Tasks for this exercise:
1/ Answer these questions from the Barracuda MCU text:
(a) How many CAN interfaces does the architecture description in section 2.1 list?
(b) What serves for signal conversion between STAR12 and IPbus?
(c) How much RAM does the Barracuda have?
2/ Transcribe the passage of the Barracuda MCU text from "2. Barracuda Project" to "CAN interface (MSCAN).".
3/ List each feature that the Barracuda MCU text names for the SPI module after the words "Other features are".

2. Barracuda Project

The following chapter is aimed at giving the reader an introduction to the Barracuda project and should only give enough detail to provide an overview over the functionality of STAR12 MCU.
Section 1 lists the overall functionality of the module and general user information. Section 2 contains design-related information. This includes such information as design specific targets, source code samples.

2.1 Architecture of the Barracuda MCU

The Barracuda MCU architecture consists of two main blocks, a CORE with 16-bit CPU12 and a peripheral interface block with 2 x Serial Communication Interface (SCI), a Serial Peripheral Interface (SPI), I2C, BDLC (network interface), Pulse Width Modulator (PWM), Enhanced Capture Timer (ECT), Clock and Reset Generator (CRG), Keyboard Wakeup Unit (KWU), 4 x CAN interface (MSCAN).
A STAR12 MCU bus interfaces between the two blocks. Transfer between interface modules is performed via an IPbus. An IPbridge serves for signal conversion between STAR12 and IPbus.
The ports of each peripheral interface module lead not directly to pins. There is a dedicated Port Integration module (PIM) that includes in the main analogue functionality to control driver strength, detect plugging or to enable pull-up resistors. In this way analogue port functions have completely be separated from interface modules.
Additionally, the Barracuda architecture includes on chip memory (Flash memory, EEPROM, RAM) and two Analog-to-Digital Converters (ADC).

klick to open PDF-Format
Fig.2.1 Architecture of the Barracuda MCU

The Barracuda is a 16-bit MCS912D-Family member Microcontroller Unit (MCU), that consists of a 16-bit central processing unit (CPU12) with 256K bytes of on chip Flash EEPROM, 16K bytes of RAM, 2K bytes of EEPROM, two asynchronous serial communications interfaces (SCI), a serial peripheral interface (SPI), an IIC-bus, an enhanced capture timer (ECT), two 8- channel, 10-bit analog-to-digital converters (ADC), an eight-channel pulse-width modulator (PWM), a BDLC - J1850 interface and up to four CAN modules. The Barracuda interfaces 16-bit memory and can operate in 8-bit narrow mode for interfacing 8-bit wide memory to reduce system costs. An on-chip PLL allows power consumption and performance to be adjusted to suit operational requirements. Furthermore, Keyboard Wakeup Logic is available for 12 I/O ports. Table 1 lists the features of the Barracuda MCU.

Table 1 Barracuda Features [6] (HCS12 T-Board)
CORE (CPU, FSC, VSC) 16-bit CPU12, compatible with M68HC11 instruction set, a 20-bit ALU Instruction queue and indexed addressing
2 x SCI The asynchronous serial communications interfaces allow Full-duplex operation with Standard mark/space non-return-to-zero (NRZ) format, 13-bit baud rate selection, Programmable 8-bit or 9-bit data format. Moreover it features separately enabled transmitter and receiver, Programmable transmitter output polarity, Two receiver wakeup methods, Receiver framing error detection, Hardware parity checking, 1/16 bit-time noise detection
SPI The serial peripheral interface module allows full-duplex, synchronous, serial communication between the MCU and peripheral devices. Software can poll the SPI status flags or the SPI operation can be interrupt driven. Other features are: Master mode and slave mode, Bi-directional mode, Slave select output, Mode fault error flag with CPU interrupt capability, Double-buffered operation, Serial clock with programmable polarity and phase, Control of SPI operation during wait mode.

Given records:
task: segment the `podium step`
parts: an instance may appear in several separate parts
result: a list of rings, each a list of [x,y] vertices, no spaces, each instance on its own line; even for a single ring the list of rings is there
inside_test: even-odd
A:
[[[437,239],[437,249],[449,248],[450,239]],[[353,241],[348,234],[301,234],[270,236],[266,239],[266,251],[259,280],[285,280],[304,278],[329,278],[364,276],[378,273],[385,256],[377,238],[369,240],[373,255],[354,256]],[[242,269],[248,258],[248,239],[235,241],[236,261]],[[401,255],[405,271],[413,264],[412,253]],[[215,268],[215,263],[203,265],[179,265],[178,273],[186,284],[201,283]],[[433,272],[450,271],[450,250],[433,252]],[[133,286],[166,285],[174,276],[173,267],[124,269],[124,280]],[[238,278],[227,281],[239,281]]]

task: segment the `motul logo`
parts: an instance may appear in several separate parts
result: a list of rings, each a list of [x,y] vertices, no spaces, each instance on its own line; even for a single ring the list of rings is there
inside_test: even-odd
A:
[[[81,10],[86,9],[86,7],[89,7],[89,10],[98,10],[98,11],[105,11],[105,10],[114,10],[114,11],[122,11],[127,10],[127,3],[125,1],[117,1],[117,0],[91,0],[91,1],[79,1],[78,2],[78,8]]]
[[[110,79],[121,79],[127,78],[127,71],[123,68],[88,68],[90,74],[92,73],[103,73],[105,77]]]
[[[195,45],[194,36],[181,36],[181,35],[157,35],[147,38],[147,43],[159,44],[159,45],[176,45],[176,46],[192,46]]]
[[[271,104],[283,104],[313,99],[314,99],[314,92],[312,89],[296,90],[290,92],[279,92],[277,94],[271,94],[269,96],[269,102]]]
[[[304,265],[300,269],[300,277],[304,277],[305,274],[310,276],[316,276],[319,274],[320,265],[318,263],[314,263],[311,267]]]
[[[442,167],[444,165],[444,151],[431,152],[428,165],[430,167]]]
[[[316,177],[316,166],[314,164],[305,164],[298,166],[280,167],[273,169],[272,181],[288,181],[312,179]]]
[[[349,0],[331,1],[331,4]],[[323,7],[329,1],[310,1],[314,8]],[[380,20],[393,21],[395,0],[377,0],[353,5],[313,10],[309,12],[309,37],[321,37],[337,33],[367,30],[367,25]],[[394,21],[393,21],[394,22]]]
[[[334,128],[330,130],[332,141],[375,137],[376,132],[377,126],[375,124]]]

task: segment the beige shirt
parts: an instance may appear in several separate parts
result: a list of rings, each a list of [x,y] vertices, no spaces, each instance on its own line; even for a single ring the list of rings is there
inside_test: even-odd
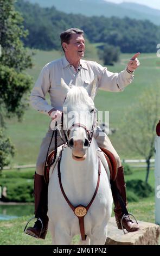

Set of answers:
1/
(a) Four (4 x CAN interface, MSCAN).
(b) An IPbridge.
(c) 16K bytes.

2/
2. Barracuda Project

The following chapter is aimed at giving the reader an introduction to the Barracuda project and should only give enough detail to provide an overview over the functionality of STAR12 MCU.
Section 1 lists the overall functionality of the module and general user information. Section 2 contains design-related information. This includes such information as design specific targets, source code samples.

2.1 Architecture of the Barracuda MCU

The Barracuda MCU architecture consists of two main blocks, a CORE with 16-bit CPU12 and a peripheral interface block with 2 x Serial Communication Interface (SCI), a Serial Peripheral Interface (SPI), I2C, BDLC (network interface), Pulse Width Modulator (PWM), Enhanced Capture Timer (ECT), Clock and Reset Generator (CRG), Keyboard Wakeup Unit (KWU), 4 x CAN interface (MSCAN).

3/
- Master mode and slave mode
- Bi-directional mode
- Slave select output
- Mode fault error flag with CPU interrupt capability
- Double-buffered operation
- Serial clock with programmable polarity and phase
- Control of SPI operation during wait mode